### TASK REQUIREMENTS
From the entries below, retype only the lines from the one with "positive clicks: (12, 234) (9, 248)" through the one with "positive clicks: (371, 59)", exactly as written.

Records from a collection
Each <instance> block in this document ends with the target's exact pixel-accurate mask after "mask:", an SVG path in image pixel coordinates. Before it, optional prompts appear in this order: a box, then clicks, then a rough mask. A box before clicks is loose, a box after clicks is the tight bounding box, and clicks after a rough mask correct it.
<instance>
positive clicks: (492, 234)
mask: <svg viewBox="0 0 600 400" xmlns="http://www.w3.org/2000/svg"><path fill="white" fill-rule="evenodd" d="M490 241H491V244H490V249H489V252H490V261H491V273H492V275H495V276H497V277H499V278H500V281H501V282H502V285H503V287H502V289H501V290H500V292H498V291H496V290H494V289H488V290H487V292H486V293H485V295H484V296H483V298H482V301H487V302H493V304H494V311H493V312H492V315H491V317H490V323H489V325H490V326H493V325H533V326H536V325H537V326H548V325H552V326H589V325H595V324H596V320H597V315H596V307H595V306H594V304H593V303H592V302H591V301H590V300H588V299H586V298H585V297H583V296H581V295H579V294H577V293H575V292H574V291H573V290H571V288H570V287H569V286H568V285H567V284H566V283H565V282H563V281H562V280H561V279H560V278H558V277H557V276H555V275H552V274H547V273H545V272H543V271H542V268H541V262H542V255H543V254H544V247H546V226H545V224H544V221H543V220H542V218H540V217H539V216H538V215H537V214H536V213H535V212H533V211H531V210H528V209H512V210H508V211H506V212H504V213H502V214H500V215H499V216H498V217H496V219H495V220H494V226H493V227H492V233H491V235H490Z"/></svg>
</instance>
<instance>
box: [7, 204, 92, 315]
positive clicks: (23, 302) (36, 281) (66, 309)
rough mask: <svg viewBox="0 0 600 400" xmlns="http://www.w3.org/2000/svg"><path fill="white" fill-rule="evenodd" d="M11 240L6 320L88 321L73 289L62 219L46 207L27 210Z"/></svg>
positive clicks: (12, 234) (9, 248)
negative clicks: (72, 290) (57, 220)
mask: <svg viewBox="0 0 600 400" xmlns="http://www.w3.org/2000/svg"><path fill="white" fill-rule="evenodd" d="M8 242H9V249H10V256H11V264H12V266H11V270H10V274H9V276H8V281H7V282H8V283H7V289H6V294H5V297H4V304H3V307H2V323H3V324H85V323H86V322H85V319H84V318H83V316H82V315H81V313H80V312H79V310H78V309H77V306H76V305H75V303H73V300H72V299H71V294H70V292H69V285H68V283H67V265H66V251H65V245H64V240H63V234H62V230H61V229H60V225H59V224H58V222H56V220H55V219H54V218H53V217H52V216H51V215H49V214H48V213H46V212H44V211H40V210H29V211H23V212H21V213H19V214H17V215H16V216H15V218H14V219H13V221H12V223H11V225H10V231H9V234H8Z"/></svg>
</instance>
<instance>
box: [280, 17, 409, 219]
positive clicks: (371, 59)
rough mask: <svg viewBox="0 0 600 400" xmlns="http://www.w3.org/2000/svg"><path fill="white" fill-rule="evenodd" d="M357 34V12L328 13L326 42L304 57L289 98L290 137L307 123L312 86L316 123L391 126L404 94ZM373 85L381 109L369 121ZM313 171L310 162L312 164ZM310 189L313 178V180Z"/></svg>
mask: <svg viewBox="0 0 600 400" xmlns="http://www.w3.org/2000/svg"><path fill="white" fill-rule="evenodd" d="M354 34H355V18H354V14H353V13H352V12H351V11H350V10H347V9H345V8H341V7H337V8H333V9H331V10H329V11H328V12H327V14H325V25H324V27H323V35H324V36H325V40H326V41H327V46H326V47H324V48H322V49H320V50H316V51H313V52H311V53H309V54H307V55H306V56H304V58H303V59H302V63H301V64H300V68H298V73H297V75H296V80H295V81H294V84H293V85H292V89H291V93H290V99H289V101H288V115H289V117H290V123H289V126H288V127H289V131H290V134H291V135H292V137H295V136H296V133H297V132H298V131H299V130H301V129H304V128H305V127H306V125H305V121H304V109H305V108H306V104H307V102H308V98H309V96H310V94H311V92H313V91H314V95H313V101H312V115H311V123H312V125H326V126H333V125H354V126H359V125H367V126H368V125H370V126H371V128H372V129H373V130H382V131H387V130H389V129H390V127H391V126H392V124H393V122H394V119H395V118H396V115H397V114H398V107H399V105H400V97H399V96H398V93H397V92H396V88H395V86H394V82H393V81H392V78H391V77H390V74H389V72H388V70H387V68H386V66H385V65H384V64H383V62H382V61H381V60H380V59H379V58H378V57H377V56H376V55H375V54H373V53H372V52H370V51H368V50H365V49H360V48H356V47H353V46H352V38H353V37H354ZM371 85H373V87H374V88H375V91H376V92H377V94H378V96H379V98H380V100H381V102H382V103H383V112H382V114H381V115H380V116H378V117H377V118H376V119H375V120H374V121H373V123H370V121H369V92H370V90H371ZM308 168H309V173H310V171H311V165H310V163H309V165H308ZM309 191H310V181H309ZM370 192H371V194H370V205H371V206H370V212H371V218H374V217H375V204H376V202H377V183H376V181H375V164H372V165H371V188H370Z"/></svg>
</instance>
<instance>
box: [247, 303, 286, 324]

### TASK RESPONSE
positive clicks: (12, 234) (9, 248)
negative clicks: (72, 290) (57, 220)
mask: <svg viewBox="0 0 600 400" xmlns="http://www.w3.org/2000/svg"><path fill="white" fill-rule="evenodd" d="M8 242H9V249H10V256H11V264H12V266H11V270H10V274H9V276H8V281H7V282H8V283H7V289H6V294H5V297H4V304H3V307H2V323H3V324H85V323H86V322H85V319H84V318H83V316H82V315H81V313H80V312H79V310H78V309H77V306H76V305H75V303H73V300H72V299H71V294H70V292H69V285H68V283H67V265H66V251H65V245H64V240H63V234H62V230H61V229H60V225H59V224H58V222H56V220H55V219H54V218H53V217H52V216H51V215H49V214H48V213H46V212H44V211H40V210H29V211H23V212H21V213H19V214H17V215H16V216H15V218H14V219H13V221H12V223H11V225H10V231H9V234H8Z"/></svg>
</instance>
<instance>
box: [280, 17, 409, 219]
positive clicks: (371, 59)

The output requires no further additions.